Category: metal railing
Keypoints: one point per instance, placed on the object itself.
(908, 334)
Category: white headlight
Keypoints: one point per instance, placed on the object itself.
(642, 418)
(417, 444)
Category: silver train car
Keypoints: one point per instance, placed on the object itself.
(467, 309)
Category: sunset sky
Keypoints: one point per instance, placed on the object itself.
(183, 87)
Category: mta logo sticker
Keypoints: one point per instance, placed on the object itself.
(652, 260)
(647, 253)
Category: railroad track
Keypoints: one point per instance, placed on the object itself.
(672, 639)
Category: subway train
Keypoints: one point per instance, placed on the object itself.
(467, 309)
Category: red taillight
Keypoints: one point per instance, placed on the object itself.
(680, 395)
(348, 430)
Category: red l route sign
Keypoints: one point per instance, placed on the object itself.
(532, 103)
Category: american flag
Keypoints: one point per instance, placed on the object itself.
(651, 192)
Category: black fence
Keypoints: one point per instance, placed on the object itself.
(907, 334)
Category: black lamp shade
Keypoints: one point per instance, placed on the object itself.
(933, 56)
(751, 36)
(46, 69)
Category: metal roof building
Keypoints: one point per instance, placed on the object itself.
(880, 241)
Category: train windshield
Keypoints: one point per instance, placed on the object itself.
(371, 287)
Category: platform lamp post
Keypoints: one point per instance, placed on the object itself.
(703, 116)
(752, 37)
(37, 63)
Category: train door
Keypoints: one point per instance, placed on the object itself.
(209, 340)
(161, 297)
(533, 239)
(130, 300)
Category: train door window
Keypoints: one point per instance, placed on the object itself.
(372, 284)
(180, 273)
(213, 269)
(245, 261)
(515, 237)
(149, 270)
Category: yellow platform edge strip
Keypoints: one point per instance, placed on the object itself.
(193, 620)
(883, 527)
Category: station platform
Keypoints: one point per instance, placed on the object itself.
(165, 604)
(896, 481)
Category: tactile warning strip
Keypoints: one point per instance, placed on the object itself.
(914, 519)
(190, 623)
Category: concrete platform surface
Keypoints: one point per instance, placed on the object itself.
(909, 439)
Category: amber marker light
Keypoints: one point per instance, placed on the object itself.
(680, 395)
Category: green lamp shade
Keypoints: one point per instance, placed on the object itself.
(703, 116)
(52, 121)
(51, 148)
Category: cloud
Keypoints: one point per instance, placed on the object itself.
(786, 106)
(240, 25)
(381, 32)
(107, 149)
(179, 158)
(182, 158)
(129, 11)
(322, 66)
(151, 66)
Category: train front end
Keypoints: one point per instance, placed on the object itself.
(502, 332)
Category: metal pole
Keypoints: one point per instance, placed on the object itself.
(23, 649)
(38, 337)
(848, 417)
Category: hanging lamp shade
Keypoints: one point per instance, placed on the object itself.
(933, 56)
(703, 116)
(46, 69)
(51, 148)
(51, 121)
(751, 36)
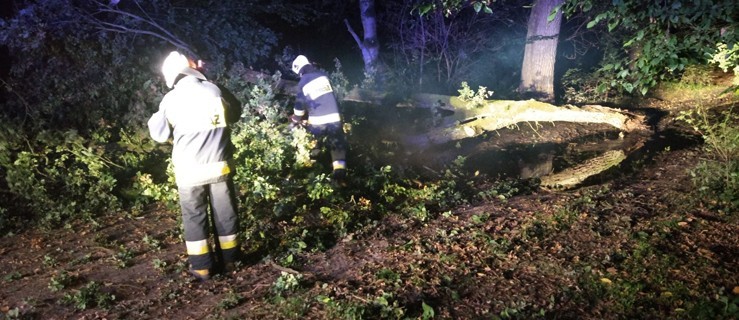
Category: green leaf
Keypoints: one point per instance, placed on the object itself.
(477, 6)
(586, 6)
(628, 87)
(428, 311)
(613, 24)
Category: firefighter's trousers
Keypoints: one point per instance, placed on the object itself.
(332, 136)
(195, 201)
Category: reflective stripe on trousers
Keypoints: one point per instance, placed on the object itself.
(195, 202)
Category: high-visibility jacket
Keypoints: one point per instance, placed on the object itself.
(194, 114)
(316, 97)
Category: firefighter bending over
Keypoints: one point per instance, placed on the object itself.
(316, 100)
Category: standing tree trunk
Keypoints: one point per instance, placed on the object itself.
(370, 46)
(537, 72)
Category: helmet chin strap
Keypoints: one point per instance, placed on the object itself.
(194, 73)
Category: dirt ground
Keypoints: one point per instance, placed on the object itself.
(479, 261)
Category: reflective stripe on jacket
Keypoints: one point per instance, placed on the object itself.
(316, 97)
(194, 114)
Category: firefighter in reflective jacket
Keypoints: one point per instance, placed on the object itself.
(316, 100)
(195, 114)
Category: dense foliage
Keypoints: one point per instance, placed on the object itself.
(652, 42)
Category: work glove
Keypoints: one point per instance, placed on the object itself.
(295, 121)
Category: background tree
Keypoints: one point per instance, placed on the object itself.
(74, 63)
(438, 44)
(369, 44)
(537, 71)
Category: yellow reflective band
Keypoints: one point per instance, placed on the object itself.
(228, 242)
(324, 119)
(189, 174)
(195, 248)
(338, 164)
(317, 87)
(198, 114)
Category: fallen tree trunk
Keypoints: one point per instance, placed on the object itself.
(465, 122)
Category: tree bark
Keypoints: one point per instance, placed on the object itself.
(537, 72)
(370, 46)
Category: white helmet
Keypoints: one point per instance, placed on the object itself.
(173, 65)
(300, 62)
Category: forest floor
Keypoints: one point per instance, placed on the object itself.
(636, 245)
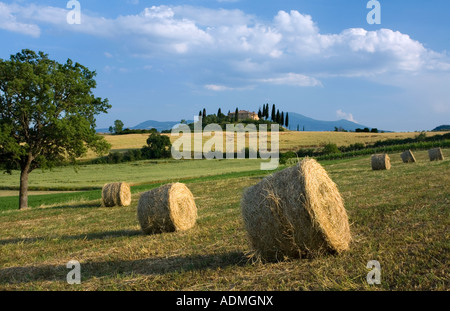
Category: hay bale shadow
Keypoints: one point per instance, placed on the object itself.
(148, 266)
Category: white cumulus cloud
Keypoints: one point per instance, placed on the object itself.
(346, 116)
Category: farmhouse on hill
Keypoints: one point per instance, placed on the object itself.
(244, 114)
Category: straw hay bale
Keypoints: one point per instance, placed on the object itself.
(381, 162)
(166, 209)
(436, 154)
(116, 194)
(408, 157)
(295, 212)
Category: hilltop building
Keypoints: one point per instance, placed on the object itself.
(244, 114)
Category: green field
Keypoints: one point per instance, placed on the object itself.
(289, 141)
(398, 217)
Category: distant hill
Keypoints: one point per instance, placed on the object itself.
(313, 125)
(147, 125)
(442, 128)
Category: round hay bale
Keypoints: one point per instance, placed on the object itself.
(116, 194)
(381, 162)
(295, 212)
(436, 154)
(166, 209)
(408, 157)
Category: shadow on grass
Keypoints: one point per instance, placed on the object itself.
(87, 236)
(148, 266)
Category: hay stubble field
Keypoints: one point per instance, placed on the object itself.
(399, 217)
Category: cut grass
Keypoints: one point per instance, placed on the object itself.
(398, 217)
(44, 200)
(289, 141)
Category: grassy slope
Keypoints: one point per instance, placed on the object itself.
(289, 141)
(89, 177)
(398, 217)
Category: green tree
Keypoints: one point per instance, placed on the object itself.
(158, 146)
(118, 126)
(47, 114)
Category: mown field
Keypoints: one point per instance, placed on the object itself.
(398, 217)
(289, 141)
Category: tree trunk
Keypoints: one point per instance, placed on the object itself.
(23, 193)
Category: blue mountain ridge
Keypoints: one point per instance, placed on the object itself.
(295, 119)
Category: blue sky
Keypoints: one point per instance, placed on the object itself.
(166, 60)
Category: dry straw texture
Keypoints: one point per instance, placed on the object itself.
(436, 154)
(295, 212)
(116, 194)
(381, 162)
(166, 209)
(408, 157)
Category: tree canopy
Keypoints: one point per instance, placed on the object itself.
(47, 113)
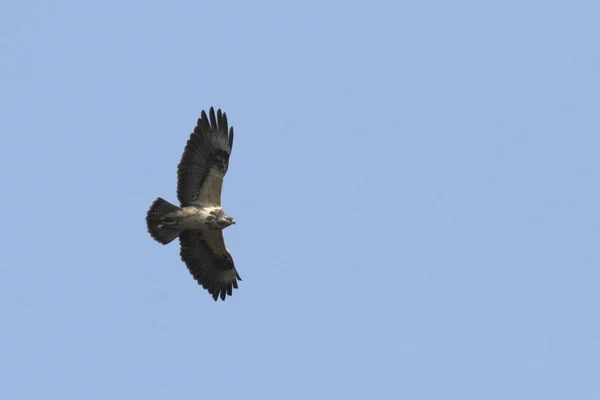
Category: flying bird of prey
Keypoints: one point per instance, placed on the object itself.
(200, 220)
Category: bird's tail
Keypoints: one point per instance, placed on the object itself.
(159, 231)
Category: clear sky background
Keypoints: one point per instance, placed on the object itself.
(415, 186)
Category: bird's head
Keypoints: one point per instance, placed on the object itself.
(225, 220)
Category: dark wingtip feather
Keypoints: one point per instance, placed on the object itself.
(213, 119)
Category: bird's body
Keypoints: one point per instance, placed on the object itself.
(200, 220)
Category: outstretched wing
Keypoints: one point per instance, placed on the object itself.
(205, 161)
(209, 262)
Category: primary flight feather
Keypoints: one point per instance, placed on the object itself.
(200, 220)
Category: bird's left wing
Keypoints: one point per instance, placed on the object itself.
(205, 161)
(209, 262)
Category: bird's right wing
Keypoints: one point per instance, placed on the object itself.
(205, 161)
(209, 262)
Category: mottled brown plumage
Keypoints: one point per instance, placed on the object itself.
(200, 220)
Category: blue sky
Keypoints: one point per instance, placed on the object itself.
(415, 186)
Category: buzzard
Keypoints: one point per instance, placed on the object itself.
(200, 220)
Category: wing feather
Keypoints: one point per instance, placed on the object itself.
(209, 262)
(205, 161)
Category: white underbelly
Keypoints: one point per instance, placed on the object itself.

★ ★ ★

EXERCISE DETAILS: Repeat exactly the lines of the data from the first one through the line with "Category: silver train car", both of them included.

EXERCISE RESPONSE:
Category: metal railing
Keypoints: one point per instance, placed on the object itself.
(908, 334)
Category: white headlight
Keypoints: one point per instance, placed on the object itself.
(642, 418)
(417, 444)
Category: silver train car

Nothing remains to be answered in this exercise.